Political cartoon depicting the Afghan Emir Sher Ali with his "friends" the Russian Bear and British Lion (1878). The Great Game saw the rise of systematic espionage and surveillance throughout the region by both powers

Modern tactics of espionage and dedicated government intelligence agencies developed over the course of the late-19th century. A key background to this development was the Great Game – the strategic rivalry and conflict between the British Empire and the Russian Empire throughout Central Asia between 1830 and 1895. To counter Russian ambitions in the region and the potential threat it posed to the British position in India, the Indian Civil Service built up a system of surveillance, intelligence and counterintelligence. The existence of this shadowy conflict was popularized in Rudyard Kipling's famous spy book, Kim (1901), where he portrayed the Great Game (a phrase Kipling popularized) as an espionage and intelligence conflict that "never ceases, day or night".

**Stored data**

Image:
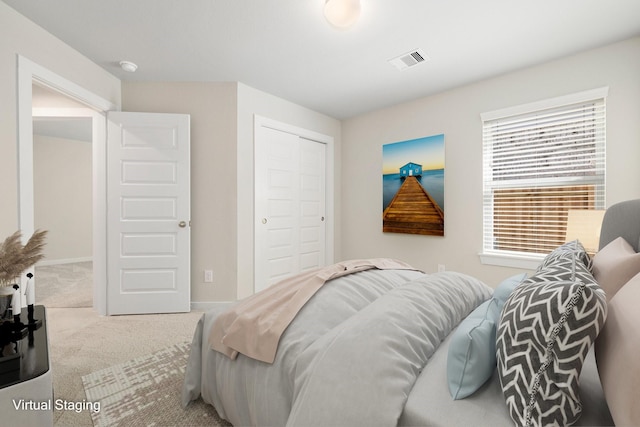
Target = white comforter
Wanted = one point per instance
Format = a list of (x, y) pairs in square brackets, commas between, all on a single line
[(350, 357)]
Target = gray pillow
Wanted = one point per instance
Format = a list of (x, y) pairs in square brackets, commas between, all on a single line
[(546, 329), (471, 358)]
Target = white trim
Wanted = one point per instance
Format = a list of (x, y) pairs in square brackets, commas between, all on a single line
[(63, 261), (209, 305), (514, 261), (587, 95), (28, 72)]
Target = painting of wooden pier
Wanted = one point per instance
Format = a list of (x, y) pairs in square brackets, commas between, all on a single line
[(413, 186), (413, 211)]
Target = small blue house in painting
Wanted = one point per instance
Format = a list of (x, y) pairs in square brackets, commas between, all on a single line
[(411, 169)]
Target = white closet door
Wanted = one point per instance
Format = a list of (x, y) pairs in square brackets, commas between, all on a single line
[(290, 205)]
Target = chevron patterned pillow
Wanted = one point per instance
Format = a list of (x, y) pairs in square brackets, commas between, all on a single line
[(546, 329)]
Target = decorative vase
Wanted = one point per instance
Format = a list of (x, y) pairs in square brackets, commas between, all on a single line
[(6, 293)]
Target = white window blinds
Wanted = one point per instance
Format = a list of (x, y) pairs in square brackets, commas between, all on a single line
[(540, 161)]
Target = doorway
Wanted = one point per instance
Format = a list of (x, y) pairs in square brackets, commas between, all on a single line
[(62, 166), (94, 107)]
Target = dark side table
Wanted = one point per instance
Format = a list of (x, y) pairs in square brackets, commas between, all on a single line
[(26, 396)]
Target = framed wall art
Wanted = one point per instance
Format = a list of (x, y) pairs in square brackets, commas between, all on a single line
[(413, 186)]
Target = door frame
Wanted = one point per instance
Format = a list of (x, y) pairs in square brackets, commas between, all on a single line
[(28, 73), (260, 121)]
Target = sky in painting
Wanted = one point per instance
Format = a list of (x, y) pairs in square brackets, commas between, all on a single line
[(427, 151)]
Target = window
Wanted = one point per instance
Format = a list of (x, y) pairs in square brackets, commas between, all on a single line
[(539, 161)]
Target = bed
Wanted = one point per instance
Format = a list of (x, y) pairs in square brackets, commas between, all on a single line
[(376, 342)]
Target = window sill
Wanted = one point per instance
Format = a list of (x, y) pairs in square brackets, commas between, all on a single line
[(529, 262)]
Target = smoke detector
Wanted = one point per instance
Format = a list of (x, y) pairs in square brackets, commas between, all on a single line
[(409, 59), (128, 66)]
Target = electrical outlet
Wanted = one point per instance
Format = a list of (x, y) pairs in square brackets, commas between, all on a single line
[(208, 276)]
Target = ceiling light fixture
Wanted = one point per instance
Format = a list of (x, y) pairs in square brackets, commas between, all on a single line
[(342, 13), (128, 66)]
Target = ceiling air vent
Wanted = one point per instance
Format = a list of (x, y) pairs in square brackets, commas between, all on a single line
[(409, 59)]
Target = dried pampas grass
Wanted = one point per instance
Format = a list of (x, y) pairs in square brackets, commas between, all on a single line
[(15, 258)]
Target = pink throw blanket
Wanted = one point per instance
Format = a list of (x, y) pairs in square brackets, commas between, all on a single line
[(253, 326)]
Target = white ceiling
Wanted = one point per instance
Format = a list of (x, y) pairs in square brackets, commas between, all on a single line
[(287, 49)]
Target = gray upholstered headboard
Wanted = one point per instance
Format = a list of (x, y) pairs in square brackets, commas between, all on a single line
[(622, 219)]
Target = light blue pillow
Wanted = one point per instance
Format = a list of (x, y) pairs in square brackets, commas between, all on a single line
[(472, 350)]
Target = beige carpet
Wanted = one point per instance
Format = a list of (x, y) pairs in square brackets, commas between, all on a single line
[(143, 391), (65, 285), (82, 342)]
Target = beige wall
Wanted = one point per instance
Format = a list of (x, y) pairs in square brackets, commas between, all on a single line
[(63, 197), (221, 191), (456, 113), (21, 37)]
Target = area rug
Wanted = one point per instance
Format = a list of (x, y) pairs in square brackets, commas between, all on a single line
[(146, 391)]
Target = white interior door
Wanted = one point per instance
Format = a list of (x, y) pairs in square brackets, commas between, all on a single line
[(290, 205), (148, 213)]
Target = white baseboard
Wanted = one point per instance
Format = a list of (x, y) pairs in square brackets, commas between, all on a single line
[(63, 261), (209, 305)]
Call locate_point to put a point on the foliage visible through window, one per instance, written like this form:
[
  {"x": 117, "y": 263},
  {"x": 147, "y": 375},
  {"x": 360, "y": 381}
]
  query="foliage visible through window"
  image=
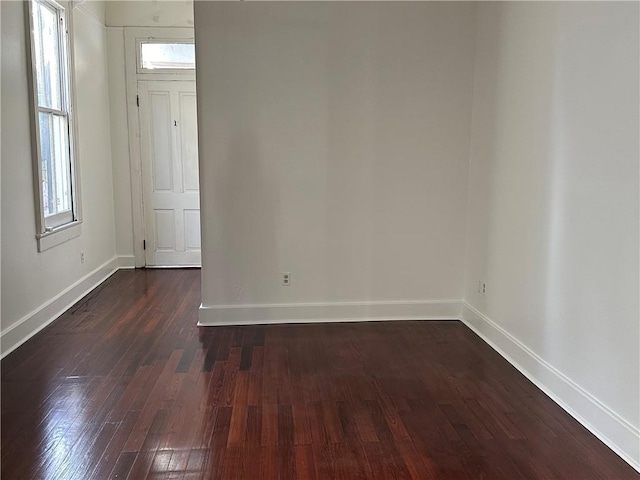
[
  {"x": 167, "y": 56},
  {"x": 50, "y": 63}
]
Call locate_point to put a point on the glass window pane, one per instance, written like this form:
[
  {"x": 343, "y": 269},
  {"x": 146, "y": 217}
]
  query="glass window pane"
[
  {"x": 56, "y": 167},
  {"x": 168, "y": 56},
  {"x": 47, "y": 52}
]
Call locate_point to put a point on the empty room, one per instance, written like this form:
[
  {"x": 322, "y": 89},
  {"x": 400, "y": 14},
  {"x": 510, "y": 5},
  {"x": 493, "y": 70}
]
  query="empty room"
[{"x": 320, "y": 240}]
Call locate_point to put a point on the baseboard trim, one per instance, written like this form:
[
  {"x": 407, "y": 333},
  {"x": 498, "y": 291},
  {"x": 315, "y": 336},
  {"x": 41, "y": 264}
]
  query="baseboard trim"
[
  {"x": 329, "y": 312},
  {"x": 32, "y": 323},
  {"x": 613, "y": 430},
  {"x": 126, "y": 261}
]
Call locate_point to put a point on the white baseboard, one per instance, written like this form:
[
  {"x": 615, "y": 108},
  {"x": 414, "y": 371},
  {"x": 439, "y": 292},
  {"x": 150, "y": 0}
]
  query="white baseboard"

**Instructions to follow**
Based on the excerpt about the Great Game, explain why the Indian Civil Service built up a system of surveillance, intelligence and counterintelligence. The listing plays no part in the task.

**Written response**
The Indian Civil Service built up the system to counter Russian ambitions in Central Asia. It also aimed to meet the potential threat those ambitions posed to the British position in India.